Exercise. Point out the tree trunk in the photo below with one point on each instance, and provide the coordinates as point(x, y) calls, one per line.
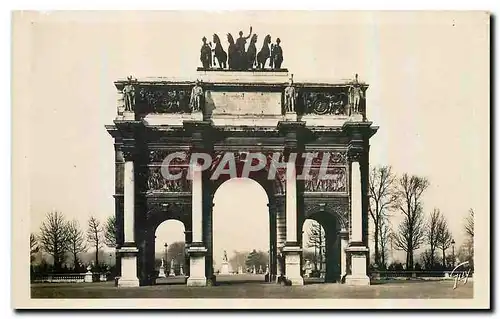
point(377, 254)
point(97, 256)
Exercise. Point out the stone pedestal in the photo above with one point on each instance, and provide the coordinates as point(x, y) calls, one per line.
point(292, 265)
point(162, 272)
point(224, 269)
point(88, 275)
point(197, 266)
point(129, 267)
point(358, 276)
point(290, 116)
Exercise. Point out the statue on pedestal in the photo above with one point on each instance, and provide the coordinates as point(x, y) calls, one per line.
point(172, 272)
point(276, 55)
point(206, 54)
point(196, 100)
point(129, 94)
point(264, 53)
point(290, 96)
point(219, 52)
point(355, 95)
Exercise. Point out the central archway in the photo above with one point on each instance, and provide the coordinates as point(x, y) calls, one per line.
point(241, 232)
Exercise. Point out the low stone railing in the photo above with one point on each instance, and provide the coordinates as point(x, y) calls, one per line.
point(70, 278)
point(386, 274)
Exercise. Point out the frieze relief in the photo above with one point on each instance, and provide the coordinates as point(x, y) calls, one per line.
point(158, 183)
point(336, 183)
point(165, 100)
point(321, 103)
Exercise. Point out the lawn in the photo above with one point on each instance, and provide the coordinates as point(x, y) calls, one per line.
point(252, 286)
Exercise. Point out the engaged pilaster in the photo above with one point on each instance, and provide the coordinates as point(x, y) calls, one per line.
point(128, 252)
point(357, 252)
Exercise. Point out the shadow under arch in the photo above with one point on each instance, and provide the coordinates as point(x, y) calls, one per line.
point(332, 223)
point(259, 202)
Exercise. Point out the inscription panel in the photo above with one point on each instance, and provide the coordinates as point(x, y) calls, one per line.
point(244, 103)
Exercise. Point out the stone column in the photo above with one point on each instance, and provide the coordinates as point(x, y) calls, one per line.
point(292, 249)
point(197, 250)
point(344, 242)
point(129, 251)
point(357, 251)
point(280, 240)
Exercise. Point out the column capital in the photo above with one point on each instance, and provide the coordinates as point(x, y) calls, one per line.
point(129, 153)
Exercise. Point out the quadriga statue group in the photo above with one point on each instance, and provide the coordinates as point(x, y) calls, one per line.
point(238, 57)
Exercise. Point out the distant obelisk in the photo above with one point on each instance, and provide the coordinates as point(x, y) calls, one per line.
point(224, 268)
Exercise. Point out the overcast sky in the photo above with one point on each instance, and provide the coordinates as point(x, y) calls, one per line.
point(429, 93)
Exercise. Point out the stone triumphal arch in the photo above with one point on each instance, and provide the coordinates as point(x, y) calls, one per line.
point(240, 112)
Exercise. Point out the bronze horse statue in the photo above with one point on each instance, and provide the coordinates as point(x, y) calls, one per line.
point(232, 53)
point(251, 53)
point(219, 53)
point(264, 53)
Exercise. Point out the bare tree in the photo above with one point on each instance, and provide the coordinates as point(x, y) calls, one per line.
point(432, 234)
point(33, 246)
point(316, 239)
point(54, 237)
point(76, 241)
point(110, 231)
point(385, 235)
point(94, 236)
point(382, 197)
point(410, 233)
point(469, 224)
point(444, 237)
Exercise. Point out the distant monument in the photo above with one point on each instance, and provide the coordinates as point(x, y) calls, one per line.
point(172, 272)
point(162, 269)
point(224, 268)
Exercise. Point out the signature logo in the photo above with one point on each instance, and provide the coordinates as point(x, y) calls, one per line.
point(462, 275)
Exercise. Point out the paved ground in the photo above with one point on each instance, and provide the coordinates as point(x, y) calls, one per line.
point(253, 286)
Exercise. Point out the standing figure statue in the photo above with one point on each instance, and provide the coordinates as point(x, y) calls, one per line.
point(251, 53)
point(355, 95)
point(196, 100)
point(129, 94)
point(290, 96)
point(219, 52)
point(232, 53)
point(276, 55)
point(264, 52)
point(206, 54)
point(240, 49)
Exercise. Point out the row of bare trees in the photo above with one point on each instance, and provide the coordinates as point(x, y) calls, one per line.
point(391, 194)
point(61, 238)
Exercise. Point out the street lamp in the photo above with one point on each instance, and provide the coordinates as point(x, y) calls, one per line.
point(453, 252)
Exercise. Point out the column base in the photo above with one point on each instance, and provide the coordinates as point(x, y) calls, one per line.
point(197, 267)
point(128, 277)
point(357, 280)
point(122, 282)
point(292, 265)
point(358, 275)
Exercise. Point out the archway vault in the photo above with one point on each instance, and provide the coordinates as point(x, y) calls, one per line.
point(144, 133)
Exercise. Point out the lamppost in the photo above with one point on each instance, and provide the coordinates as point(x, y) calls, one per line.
point(453, 252)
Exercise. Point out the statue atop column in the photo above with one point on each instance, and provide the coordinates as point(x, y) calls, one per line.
point(129, 94)
point(276, 55)
point(206, 54)
point(355, 95)
point(196, 100)
point(290, 96)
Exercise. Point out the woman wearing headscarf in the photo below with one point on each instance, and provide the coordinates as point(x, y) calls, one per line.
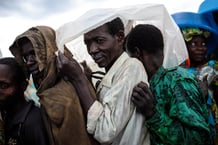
point(199, 38)
point(35, 50)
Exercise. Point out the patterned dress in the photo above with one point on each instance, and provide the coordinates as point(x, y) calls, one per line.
point(181, 111)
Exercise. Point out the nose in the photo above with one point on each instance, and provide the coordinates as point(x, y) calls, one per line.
point(93, 48)
point(30, 59)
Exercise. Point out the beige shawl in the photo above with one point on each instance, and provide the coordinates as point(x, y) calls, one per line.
point(58, 96)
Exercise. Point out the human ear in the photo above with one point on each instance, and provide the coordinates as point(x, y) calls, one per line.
point(24, 85)
point(121, 36)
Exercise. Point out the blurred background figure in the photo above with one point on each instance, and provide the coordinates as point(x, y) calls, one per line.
point(209, 8)
point(0, 53)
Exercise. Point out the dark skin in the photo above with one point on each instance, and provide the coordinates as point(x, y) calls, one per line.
point(29, 58)
point(104, 49)
point(11, 92)
point(197, 50)
point(142, 96)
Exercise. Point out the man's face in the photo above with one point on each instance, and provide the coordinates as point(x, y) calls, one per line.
point(29, 58)
point(102, 46)
point(9, 88)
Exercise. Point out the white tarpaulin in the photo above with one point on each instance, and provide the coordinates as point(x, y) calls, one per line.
point(71, 34)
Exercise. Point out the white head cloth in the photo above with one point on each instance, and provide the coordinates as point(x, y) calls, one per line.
point(0, 53)
point(71, 34)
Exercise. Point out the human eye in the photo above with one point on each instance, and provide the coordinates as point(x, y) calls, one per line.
point(203, 44)
point(4, 85)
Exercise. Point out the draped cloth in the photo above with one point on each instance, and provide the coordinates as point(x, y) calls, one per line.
point(58, 96)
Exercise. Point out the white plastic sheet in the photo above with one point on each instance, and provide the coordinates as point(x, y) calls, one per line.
point(71, 34)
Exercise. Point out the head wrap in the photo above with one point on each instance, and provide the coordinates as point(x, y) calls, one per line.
point(188, 33)
point(192, 24)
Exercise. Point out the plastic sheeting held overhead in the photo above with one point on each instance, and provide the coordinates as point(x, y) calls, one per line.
point(71, 34)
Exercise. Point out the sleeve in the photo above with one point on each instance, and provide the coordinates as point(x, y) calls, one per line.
point(35, 132)
point(110, 115)
point(185, 121)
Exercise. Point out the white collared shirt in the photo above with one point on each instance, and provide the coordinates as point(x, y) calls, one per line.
point(113, 119)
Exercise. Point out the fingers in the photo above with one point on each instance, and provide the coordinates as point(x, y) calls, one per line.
point(144, 91)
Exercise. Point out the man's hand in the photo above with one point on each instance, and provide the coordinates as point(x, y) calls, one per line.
point(69, 68)
point(143, 98)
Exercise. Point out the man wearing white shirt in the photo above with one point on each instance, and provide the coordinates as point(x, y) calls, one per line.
point(112, 118)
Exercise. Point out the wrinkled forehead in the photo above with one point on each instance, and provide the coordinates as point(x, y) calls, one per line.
point(99, 31)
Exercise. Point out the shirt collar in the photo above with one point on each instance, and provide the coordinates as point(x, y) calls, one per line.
point(158, 75)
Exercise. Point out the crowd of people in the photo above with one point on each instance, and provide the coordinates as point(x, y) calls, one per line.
point(159, 85)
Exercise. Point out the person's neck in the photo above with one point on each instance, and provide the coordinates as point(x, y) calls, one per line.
point(153, 69)
point(198, 64)
point(16, 107)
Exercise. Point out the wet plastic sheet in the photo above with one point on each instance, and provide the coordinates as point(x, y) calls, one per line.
point(71, 34)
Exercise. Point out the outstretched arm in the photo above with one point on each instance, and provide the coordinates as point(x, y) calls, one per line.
point(69, 68)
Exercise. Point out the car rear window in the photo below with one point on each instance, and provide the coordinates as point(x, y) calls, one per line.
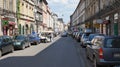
point(113, 43)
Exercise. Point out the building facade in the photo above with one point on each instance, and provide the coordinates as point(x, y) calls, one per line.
point(38, 15)
point(78, 17)
point(25, 16)
point(102, 16)
point(8, 17)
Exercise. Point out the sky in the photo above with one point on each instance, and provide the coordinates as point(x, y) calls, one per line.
point(63, 8)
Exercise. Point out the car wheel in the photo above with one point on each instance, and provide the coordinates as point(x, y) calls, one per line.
point(95, 63)
point(0, 53)
point(29, 44)
point(23, 47)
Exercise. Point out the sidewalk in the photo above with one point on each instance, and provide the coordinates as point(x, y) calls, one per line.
point(30, 51)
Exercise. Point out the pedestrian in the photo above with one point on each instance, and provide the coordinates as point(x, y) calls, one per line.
point(51, 37)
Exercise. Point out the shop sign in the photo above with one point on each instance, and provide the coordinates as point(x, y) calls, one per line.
point(100, 21)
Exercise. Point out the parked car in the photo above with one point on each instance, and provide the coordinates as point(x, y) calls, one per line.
point(21, 42)
point(84, 39)
point(104, 50)
point(6, 45)
point(34, 39)
point(44, 37)
point(64, 34)
point(78, 37)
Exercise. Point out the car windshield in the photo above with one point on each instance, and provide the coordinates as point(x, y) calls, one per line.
point(19, 37)
point(113, 43)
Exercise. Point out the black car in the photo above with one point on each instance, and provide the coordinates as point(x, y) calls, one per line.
point(6, 45)
point(104, 51)
point(21, 41)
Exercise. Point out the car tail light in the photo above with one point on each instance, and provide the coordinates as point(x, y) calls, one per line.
point(101, 53)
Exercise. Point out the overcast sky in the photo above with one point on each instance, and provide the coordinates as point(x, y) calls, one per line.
point(63, 8)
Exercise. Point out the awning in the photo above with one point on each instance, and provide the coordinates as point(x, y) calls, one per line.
point(12, 23)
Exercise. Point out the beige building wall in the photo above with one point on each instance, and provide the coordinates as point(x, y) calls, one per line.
point(27, 16)
point(1, 7)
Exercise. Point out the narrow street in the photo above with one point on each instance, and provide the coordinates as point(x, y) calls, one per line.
point(64, 52)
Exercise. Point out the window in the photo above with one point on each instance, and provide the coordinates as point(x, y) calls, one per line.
point(11, 5)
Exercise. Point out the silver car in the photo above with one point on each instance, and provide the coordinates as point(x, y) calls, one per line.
point(104, 50)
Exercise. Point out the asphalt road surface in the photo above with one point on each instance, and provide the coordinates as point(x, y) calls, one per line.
point(63, 52)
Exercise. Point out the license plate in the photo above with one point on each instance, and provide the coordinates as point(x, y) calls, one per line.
point(117, 55)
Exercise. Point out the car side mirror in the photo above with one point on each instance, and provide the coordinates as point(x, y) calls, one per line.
point(89, 42)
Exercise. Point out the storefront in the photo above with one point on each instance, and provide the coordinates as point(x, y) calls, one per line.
point(8, 27)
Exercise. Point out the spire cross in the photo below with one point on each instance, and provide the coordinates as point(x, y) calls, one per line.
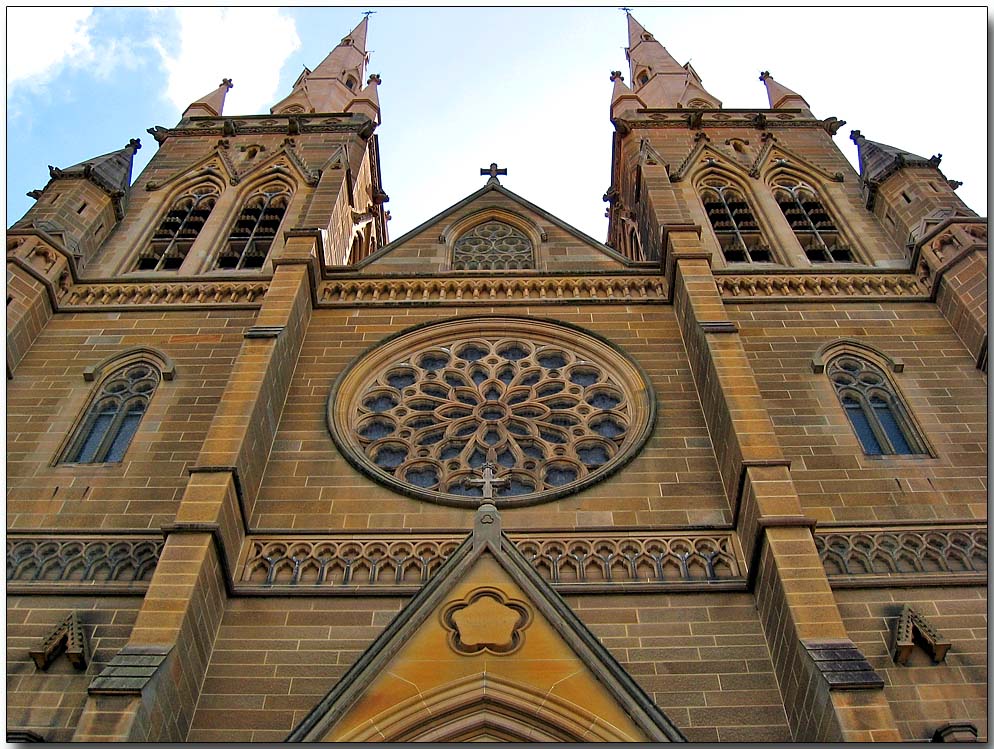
point(489, 480)
point(493, 171)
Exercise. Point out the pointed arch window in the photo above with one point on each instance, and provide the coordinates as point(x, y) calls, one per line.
point(873, 407)
point(252, 235)
point(112, 419)
point(493, 245)
point(811, 222)
point(179, 229)
point(733, 222)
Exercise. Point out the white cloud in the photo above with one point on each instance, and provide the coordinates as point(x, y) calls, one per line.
point(41, 40)
point(248, 45)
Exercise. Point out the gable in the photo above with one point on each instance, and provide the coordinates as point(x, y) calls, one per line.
point(555, 245)
point(486, 649)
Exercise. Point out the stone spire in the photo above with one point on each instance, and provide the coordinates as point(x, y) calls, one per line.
point(110, 172)
point(211, 105)
point(878, 161)
point(782, 97)
point(622, 98)
point(658, 79)
point(367, 101)
point(333, 84)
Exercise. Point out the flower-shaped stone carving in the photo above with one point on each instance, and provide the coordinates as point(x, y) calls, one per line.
point(550, 414)
point(486, 620)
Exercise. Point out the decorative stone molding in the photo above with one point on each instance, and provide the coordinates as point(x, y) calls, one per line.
point(345, 563)
point(40, 564)
point(828, 287)
point(578, 562)
point(581, 289)
point(486, 621)
point(570, 562)
point(903, 555)
point(179, 293)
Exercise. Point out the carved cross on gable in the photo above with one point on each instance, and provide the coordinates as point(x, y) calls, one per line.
point(493, 171)
point(489, 480)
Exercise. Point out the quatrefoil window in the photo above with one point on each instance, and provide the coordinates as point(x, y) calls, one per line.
point(554, 408)
point(493, 245)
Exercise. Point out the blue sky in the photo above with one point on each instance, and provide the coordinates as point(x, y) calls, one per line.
point(528, 88)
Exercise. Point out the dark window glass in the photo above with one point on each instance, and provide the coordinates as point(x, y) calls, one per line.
point(872, 406)
point(112, 421)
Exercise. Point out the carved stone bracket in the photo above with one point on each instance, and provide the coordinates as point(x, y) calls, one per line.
point(488, 290)
point(909, 624)
point(69, 637)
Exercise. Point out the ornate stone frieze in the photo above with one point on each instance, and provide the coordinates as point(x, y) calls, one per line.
point(830, 287)
point(45, 563)
point(570, 562)
point(889, 556)
point(385, 292)
point(210, 293)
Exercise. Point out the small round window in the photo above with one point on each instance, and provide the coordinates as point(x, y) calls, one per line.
point(550, 408)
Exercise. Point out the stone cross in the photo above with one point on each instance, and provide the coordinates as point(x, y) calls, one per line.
point(488, 482)
point(493, 171)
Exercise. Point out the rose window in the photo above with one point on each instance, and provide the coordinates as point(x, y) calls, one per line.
point(552, 408)
point(493, 245)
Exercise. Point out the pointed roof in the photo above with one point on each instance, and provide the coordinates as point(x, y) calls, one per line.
point(486, 599)
point(325, 88)
point(495, 186)
point(111, 172)
point(212, 104)
point(780, 96)
point(667, 84)
point(622, 98)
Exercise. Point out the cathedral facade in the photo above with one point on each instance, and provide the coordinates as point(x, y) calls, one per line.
point(272, 476)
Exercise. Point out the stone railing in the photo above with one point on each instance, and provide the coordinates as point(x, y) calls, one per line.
point(217, 293)
point(882, 556)
point(768, 286)
point(46, 563)
point(626, 289)
point(573, 562)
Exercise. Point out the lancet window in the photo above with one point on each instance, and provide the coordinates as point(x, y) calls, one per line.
point(254, 230)
point(873, 407)
point(112, 419)
point(734, 223)
point(493, 245)
point(811, 222)
point(179, 229)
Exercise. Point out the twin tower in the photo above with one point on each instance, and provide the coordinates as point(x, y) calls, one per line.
point(272, 475)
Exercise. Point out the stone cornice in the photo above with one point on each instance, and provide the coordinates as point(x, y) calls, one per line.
point(829, 287)
point(275, 124)
point(755, 119)
point(492, 289)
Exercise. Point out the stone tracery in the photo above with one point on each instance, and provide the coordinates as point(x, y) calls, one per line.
point(552, 417)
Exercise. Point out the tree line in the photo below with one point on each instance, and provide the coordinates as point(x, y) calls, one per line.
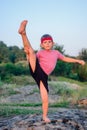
point(13, 62)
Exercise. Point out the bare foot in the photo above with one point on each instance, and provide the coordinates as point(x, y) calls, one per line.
point(46, 120)
point(22, 27)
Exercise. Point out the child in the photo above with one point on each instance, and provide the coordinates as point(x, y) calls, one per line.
point(43, 63)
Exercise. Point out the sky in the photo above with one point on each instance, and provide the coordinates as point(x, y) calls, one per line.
point(64, 20)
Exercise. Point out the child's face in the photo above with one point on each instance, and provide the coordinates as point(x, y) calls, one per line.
point(47, 44)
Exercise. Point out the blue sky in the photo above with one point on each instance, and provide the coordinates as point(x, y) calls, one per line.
point(65, 20)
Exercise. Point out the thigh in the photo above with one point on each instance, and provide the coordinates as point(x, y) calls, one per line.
point(39, 75)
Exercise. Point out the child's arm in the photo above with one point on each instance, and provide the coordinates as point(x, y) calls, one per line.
point(72, 60)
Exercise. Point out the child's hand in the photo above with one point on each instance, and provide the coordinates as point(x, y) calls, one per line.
point(81, 62)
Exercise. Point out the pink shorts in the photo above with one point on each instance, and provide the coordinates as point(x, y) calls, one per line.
point(39, 75)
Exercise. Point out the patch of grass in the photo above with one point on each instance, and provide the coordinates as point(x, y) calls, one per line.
point(21, 104)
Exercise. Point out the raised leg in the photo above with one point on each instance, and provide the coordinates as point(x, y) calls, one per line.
point(31, 54)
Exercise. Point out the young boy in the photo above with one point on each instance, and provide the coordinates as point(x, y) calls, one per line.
point(43, 63)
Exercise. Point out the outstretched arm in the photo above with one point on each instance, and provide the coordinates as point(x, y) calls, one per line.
point(72, 60)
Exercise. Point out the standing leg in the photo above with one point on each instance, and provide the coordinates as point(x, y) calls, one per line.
point(44, 97)
point(31, 54)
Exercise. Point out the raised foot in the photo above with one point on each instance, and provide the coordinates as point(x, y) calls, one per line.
point(22, 27)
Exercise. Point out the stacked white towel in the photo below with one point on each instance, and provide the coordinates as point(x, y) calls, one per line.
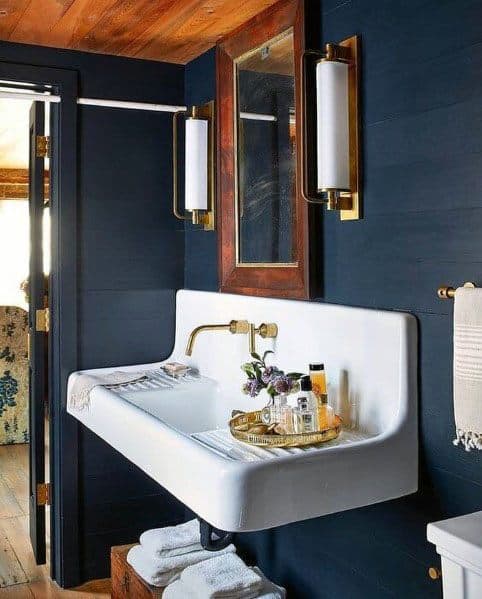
point(172, 540)
point(165, 552)
point(223, 577)
point(160, 571)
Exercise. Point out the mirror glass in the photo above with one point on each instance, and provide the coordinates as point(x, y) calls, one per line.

□ □ □ □ □ □ □

| WHAT THE TASK REQUIRES |
Pull out the lines of the entries word for word, starting at the line that contains "Exercise. Point out the sleeve" and ending at the line that contains "point(113, 119)", with both of those lines included.

| TASK RESPONSE |
Exercise. Point out the sleeve in the photo above with one point on each instance, and provide the coordinates as point(x, y) calls, one per line.
point(35, 132)
point(110, 115)
point(185, 121)
Exercise. Point out the white collared shirt in the photo above with one point on each instance, and provide the coordinates as point(x, y) calls, one per line.
point(113, 119)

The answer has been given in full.